Write out the passage of the blog post on families following ambulances from "Do you have" to "at the time.", word for word.

---------- Text

….and not the kind you are imagining.
If you don’t read the Motor Cop Blog, you should. MC has a great column called “Ask MC” where he takes questions from readers about anything related to law enforcement. I can appreciate this column as I have been the recipient of his advice on more than one occasion. Thanks again, MC!
Anyway, on to the story.
MC had a reader submit a question about family members following ambulances at a dangerously close distance during emergency transports. Rather than try and re-create the reader’s scenario, I will paste the question here:
I recently assisted in transporting a baby to a city hospital after he was brought to our ER after an arrest. It was a roll of the dice as to whether he’d make it there, we had 4 adults in the back keeping eyes on him and praying. Stressful, to say the least. Before we left the family was told NOT to try to keep up with the ambulance, and the last thing anyone needed was a car wreck on the way. Every family has been told this, on every transport I’ve been on, and to date none have listened. This morning we were trying to part traffic in the city during rush hour, and the family car was on our butts all the way. About 1 foot off the bumper, in spite of getting floodlighted from the ambulance and the doc making “Get away!!” gestures from the back window.
Do you have any suggestions…our hospital frowns on firing warning shots out the back window. What could be more convincing, and within the law as far as instructions before the transport, and what are officers able to do to help. Obviously we went through several towns fairly fast, and a police chase after a speeding ambulance is darned disruptive and dangerous, so I was at a loss at the time.

--------------------
---------- Record excerpts

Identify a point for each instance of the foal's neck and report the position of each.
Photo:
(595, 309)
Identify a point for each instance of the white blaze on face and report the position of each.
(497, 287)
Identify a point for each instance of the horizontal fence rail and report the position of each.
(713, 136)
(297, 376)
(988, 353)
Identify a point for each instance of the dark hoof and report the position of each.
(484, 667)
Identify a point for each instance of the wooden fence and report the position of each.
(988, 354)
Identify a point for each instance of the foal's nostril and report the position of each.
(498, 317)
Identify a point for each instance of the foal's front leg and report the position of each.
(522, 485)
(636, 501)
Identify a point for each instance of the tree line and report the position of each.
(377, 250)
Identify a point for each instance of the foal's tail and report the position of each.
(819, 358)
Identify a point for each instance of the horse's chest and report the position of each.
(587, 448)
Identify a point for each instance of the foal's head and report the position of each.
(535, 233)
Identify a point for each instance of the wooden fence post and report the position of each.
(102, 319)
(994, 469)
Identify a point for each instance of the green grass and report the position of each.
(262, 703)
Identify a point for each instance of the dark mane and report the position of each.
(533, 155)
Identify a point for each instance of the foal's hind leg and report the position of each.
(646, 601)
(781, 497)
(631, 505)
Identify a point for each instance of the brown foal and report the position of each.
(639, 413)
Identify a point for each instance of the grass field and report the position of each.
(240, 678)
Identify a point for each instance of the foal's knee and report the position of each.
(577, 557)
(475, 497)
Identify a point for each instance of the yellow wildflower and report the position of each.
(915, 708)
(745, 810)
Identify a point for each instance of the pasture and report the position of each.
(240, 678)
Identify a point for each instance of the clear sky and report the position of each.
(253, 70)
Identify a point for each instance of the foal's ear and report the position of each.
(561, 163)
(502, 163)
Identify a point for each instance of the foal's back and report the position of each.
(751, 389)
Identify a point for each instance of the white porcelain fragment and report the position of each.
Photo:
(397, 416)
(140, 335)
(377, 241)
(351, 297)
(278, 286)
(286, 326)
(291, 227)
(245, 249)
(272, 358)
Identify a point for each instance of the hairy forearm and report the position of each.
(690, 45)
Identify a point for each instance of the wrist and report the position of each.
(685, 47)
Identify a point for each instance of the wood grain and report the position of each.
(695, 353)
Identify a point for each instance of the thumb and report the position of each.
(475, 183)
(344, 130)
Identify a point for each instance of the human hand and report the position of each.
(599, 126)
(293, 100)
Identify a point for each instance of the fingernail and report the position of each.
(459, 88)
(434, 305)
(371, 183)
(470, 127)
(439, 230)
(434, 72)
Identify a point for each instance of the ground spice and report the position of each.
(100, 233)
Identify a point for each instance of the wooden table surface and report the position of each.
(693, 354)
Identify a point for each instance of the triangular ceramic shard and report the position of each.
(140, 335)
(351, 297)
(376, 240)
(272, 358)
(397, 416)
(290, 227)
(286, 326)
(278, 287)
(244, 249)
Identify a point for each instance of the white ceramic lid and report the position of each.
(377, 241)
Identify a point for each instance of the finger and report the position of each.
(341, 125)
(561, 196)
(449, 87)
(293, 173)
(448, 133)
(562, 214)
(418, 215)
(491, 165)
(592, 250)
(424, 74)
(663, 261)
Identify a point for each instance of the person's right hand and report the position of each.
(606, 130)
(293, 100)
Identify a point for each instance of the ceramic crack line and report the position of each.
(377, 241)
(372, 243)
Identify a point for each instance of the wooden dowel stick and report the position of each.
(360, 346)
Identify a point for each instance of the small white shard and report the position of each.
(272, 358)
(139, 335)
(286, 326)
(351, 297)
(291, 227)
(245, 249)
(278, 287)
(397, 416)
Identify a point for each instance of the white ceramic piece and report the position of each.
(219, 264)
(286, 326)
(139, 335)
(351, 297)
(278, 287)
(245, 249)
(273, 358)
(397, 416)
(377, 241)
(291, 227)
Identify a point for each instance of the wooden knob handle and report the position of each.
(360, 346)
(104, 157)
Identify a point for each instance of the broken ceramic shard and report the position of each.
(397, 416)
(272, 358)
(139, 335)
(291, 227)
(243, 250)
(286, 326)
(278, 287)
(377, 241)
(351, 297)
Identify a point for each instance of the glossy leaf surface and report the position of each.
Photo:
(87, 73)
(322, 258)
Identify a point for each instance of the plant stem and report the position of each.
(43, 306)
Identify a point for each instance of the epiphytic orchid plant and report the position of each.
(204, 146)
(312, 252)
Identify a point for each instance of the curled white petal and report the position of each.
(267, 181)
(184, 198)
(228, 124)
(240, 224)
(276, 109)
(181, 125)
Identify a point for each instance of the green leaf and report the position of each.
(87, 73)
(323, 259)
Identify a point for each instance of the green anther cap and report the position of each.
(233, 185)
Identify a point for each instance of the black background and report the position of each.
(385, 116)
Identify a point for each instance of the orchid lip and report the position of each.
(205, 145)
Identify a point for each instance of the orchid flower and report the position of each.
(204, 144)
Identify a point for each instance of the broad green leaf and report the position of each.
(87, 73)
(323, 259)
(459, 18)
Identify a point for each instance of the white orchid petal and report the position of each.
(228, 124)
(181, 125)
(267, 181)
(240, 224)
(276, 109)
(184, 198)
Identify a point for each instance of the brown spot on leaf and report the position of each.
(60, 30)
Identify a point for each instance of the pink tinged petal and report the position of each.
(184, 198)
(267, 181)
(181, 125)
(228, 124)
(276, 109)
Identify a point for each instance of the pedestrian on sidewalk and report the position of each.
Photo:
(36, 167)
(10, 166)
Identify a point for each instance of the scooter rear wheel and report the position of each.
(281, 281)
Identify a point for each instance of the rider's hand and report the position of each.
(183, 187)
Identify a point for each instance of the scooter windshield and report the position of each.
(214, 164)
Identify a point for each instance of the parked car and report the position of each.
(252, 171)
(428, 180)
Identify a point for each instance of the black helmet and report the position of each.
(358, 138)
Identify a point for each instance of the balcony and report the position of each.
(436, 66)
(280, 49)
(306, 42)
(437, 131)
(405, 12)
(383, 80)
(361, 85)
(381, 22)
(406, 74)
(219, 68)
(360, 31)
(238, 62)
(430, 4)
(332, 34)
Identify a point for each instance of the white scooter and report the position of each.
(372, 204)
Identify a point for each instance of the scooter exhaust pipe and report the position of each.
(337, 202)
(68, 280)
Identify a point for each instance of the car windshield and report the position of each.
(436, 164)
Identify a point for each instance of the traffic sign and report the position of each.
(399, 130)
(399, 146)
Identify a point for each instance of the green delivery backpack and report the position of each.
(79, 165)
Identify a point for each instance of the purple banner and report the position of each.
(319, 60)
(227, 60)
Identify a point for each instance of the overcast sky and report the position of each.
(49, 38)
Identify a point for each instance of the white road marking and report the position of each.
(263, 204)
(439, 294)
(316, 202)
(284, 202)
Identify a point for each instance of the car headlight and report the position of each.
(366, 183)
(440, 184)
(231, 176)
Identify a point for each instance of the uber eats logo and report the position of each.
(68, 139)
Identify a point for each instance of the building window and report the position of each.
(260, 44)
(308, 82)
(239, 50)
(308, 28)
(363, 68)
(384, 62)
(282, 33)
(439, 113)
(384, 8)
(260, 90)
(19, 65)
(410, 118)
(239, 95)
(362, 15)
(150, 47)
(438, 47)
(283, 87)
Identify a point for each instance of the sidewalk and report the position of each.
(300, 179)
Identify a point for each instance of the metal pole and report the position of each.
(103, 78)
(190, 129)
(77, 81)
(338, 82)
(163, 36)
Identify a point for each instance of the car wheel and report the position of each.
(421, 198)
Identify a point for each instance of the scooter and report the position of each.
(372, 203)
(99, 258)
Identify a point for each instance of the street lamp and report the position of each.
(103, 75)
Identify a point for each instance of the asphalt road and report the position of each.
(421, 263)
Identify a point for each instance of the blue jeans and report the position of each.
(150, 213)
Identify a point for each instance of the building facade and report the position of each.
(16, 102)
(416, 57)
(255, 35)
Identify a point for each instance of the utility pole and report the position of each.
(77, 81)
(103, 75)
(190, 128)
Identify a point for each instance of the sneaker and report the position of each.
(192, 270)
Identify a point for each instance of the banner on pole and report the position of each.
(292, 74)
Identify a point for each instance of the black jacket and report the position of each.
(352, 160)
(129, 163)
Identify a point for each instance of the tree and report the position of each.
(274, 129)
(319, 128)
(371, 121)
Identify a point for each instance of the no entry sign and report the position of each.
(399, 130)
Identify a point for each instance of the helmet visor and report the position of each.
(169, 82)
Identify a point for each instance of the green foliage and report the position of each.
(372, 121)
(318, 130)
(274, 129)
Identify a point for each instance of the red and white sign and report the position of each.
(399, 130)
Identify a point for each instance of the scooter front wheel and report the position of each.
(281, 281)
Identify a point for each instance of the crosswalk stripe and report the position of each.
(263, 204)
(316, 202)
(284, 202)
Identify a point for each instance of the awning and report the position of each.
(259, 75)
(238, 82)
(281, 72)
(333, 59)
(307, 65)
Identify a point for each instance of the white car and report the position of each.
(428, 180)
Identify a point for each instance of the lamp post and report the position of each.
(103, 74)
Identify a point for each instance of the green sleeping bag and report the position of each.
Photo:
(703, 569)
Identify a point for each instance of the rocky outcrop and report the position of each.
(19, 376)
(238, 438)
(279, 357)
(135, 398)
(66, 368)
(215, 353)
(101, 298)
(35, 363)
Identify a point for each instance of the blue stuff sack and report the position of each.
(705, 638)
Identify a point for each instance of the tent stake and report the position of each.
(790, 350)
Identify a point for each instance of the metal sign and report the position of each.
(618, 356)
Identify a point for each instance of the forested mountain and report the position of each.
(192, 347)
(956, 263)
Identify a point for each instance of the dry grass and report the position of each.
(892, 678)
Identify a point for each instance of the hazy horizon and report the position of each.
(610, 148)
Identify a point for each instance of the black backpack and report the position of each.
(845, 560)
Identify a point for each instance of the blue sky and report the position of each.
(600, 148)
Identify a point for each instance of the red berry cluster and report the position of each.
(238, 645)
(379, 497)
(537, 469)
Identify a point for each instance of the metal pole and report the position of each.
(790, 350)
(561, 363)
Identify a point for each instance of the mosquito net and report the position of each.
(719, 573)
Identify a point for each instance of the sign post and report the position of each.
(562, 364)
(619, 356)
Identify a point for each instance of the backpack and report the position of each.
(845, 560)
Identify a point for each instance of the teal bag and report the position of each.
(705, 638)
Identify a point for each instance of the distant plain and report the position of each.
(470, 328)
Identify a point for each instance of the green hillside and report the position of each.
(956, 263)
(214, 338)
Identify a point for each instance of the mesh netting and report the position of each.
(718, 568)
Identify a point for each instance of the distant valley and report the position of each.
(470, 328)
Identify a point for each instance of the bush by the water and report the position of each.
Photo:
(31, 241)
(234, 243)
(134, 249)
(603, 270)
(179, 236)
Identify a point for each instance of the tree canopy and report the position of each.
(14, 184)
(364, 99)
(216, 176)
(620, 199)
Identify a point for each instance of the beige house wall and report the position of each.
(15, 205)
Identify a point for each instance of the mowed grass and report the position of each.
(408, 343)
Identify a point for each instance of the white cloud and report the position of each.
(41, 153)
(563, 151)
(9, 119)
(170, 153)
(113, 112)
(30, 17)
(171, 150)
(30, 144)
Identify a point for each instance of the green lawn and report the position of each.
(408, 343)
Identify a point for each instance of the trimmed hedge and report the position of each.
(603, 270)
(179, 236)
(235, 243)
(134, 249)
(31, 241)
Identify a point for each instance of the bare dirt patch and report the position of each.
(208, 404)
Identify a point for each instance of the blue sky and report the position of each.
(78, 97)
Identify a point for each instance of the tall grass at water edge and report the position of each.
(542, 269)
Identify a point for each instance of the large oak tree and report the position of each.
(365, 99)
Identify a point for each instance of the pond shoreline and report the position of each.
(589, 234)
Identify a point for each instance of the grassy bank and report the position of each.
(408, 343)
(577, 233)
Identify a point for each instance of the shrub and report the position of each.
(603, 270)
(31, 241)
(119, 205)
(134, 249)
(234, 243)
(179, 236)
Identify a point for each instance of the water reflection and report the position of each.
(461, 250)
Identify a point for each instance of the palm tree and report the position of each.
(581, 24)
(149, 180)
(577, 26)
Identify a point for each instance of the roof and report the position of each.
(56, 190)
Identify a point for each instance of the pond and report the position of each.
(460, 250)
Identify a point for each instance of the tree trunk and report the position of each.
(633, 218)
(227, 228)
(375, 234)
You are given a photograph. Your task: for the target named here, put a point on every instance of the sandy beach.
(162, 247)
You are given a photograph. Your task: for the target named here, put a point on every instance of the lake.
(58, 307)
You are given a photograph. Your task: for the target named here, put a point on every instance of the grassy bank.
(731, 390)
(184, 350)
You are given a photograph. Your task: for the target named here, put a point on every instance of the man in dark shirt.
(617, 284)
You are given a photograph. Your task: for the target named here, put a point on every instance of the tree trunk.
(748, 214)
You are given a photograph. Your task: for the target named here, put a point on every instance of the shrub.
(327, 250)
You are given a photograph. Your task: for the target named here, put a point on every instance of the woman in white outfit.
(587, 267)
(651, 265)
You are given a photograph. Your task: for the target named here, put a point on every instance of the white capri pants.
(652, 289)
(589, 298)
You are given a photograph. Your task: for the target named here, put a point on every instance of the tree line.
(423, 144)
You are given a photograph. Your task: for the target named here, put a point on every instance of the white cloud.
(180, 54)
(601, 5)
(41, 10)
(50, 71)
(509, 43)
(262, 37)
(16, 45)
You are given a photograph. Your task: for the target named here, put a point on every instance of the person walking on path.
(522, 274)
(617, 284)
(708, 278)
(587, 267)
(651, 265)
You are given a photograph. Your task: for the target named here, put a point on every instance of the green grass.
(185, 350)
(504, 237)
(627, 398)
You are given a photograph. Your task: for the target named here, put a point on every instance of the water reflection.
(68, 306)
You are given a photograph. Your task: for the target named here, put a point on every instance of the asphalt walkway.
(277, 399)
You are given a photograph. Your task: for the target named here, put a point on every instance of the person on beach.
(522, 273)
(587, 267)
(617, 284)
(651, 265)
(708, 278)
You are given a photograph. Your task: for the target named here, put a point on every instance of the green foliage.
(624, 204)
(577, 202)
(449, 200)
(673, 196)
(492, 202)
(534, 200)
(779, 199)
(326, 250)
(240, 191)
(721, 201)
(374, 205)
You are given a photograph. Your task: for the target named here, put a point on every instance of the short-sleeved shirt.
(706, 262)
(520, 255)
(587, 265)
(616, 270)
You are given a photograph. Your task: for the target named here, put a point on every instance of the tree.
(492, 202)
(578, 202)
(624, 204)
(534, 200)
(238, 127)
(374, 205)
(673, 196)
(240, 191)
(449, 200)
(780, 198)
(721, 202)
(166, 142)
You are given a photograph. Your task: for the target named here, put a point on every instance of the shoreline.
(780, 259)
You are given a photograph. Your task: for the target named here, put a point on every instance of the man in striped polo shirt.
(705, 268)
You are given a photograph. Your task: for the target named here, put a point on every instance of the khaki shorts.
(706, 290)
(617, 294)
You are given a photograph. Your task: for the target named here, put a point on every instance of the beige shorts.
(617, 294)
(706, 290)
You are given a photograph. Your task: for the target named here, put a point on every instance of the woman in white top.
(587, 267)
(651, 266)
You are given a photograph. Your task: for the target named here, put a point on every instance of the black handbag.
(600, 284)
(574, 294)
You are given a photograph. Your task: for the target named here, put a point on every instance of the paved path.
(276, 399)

--------------------

Task output:
Do you have any suggestions…our hospital frowns on firing warning shots out the back window. What could be more convincing, and within the law as far as instructions before the transport, and what are officers able to do to help. Obviously we went through several towns fairly fast, and a police chase after a speeding ambulance is darned disruptive and dangerous, so I was at a loss at the time.